- _EXERCISE GOAL_: In the text on Southern progressives, which organization is named alongside King?

- _TEXT EXCERPT_:
Lind imagines a United States freed from the “burden” of the South. He does not imagine a different, better South. But indeed there is one, if only we would give voice to it.

There has long existed a passionate and driven community of Southern progressives who have pushed not only the region but the entire country toward the realization of racial justice and true economic opportunity. When the nation lent its ear and sword to these individuals and organizations, they fundamentally altered history.

We seem to have stopped listening to those who can bring progress to the South, in favor of using it as a scapegoat

Think William Faulkner, Ella Baker, John Lewis and the Student Nonviolent Coordinating Committee, and of course King himself and his Southern Christian Leadership Conference. While there is no question that a healthy disdain for the South’s violent segregationist tactics helped these beacons break onto the political scene, it alone was not enough. Those fighting for change needed their voices amplified. And eventually, the leadership and insight of these historic Southerners, together with America’s willingness to lend support on these issues, finally moved the needle on civil rights not only in the South, but across the country. Unfortunately, we seem to have stopped listening to those who can bring progress to the South, in favor of using it as a scapegoat for the nation’s larger racial and economic woes.

- _INFORMATION PROVIDED_:
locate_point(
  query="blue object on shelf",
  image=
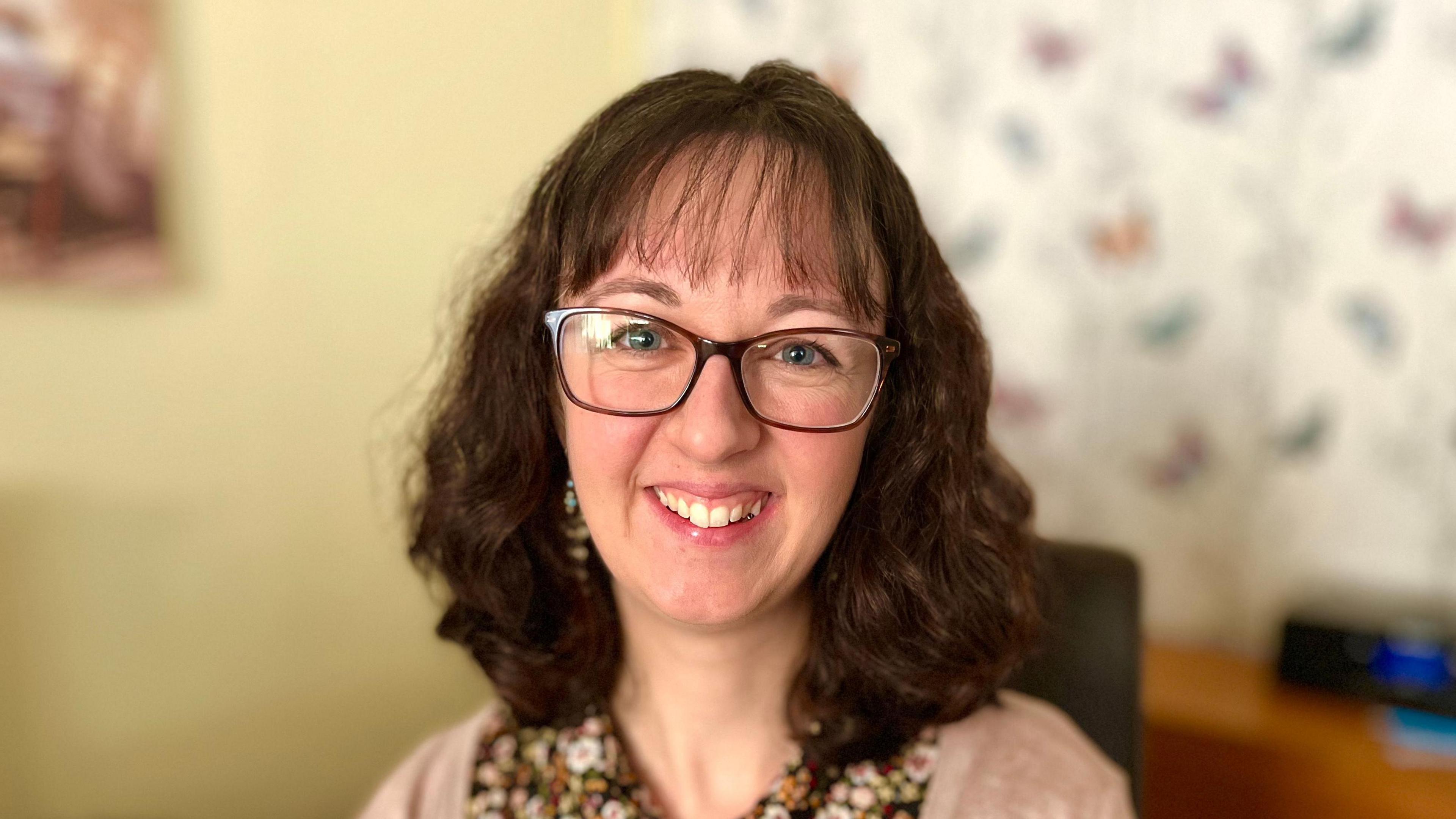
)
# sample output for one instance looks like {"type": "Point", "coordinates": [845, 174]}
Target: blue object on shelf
{"type": "Point", "coordinates": [1421, 731]}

- _PROBLEM SOLUTION_: The Southern Christian Leadership Conference.